=== Records for the exercise ===
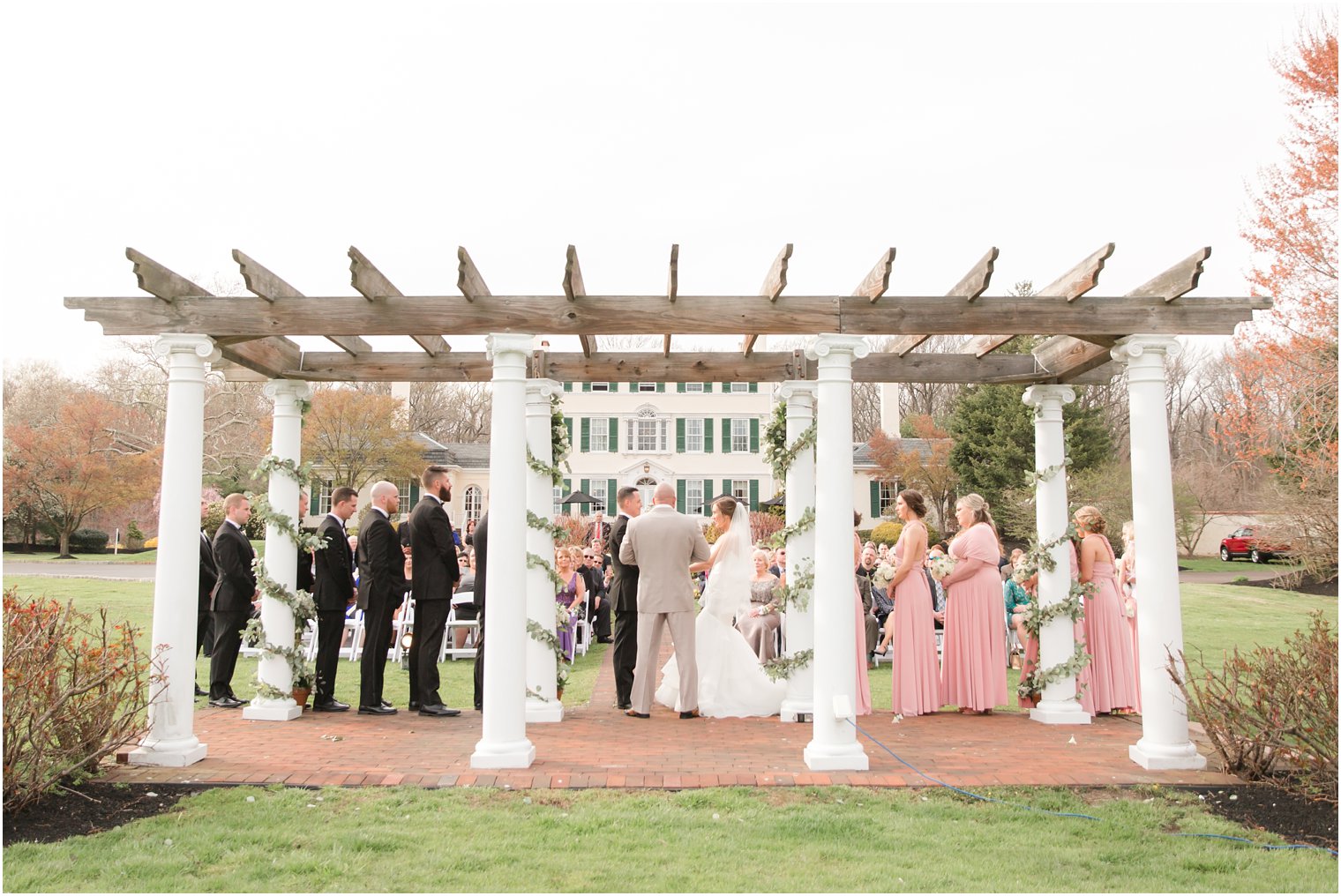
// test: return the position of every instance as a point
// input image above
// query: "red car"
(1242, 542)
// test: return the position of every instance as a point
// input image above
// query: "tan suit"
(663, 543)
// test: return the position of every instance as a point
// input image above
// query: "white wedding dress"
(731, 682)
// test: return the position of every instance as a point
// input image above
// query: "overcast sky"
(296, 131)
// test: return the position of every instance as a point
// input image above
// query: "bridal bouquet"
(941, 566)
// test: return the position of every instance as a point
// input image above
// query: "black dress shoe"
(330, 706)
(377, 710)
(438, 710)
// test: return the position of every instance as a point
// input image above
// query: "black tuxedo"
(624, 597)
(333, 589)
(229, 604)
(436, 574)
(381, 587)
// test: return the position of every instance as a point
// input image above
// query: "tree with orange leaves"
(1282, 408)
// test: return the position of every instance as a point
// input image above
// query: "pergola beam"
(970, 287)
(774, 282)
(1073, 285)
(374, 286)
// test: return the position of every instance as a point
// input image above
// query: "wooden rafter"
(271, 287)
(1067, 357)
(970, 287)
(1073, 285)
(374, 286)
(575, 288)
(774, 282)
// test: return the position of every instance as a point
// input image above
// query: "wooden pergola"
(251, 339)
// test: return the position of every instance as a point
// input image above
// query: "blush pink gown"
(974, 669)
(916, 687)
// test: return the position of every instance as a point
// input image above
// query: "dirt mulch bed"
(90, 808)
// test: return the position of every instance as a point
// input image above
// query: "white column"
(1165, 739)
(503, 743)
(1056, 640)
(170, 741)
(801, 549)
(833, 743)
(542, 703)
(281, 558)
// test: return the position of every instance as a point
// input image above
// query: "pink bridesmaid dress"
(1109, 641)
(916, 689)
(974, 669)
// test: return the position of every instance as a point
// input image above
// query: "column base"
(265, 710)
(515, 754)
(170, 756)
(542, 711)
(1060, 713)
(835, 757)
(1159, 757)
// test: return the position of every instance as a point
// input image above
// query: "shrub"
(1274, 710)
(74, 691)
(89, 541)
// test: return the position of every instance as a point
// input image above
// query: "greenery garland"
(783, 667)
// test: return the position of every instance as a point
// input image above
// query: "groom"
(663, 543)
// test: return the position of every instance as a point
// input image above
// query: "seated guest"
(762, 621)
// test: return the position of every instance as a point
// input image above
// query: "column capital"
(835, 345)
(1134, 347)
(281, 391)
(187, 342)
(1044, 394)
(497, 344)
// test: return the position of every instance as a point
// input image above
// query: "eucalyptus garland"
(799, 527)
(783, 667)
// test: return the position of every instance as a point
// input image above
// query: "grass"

---

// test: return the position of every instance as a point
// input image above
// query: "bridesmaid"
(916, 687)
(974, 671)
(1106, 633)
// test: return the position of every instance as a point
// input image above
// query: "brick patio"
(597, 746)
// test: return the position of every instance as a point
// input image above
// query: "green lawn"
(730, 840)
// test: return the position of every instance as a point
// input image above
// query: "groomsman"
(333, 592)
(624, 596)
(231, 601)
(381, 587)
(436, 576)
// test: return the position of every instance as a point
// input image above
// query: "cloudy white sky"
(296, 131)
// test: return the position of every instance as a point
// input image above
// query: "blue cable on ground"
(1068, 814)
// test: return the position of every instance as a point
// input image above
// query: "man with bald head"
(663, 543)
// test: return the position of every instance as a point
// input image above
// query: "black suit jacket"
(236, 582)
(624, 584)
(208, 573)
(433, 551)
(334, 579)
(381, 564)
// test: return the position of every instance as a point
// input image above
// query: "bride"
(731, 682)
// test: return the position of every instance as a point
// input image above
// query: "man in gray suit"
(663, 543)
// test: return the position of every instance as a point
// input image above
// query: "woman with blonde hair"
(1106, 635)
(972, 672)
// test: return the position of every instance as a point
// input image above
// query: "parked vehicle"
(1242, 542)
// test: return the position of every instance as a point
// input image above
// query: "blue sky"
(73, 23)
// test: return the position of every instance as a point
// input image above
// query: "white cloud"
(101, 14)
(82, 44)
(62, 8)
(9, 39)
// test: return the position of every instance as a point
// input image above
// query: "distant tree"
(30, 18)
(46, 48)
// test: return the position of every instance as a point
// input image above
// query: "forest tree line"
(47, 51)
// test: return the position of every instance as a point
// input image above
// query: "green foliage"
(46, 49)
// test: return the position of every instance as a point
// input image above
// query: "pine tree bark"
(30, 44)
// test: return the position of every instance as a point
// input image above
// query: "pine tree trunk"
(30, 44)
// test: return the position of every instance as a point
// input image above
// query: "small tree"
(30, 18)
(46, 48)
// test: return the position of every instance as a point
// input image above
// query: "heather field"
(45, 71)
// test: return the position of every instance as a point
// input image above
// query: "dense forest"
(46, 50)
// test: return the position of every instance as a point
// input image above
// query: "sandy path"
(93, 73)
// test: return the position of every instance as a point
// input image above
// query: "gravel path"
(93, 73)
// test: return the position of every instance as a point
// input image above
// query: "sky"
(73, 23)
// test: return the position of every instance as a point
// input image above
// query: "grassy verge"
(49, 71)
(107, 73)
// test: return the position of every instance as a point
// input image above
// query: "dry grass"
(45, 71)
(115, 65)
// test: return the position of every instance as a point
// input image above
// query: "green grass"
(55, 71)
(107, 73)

=== Aim ===
How many lines of the material above contain the string "suit", with case counting? Reply with the number alone.

=== Solution ===
3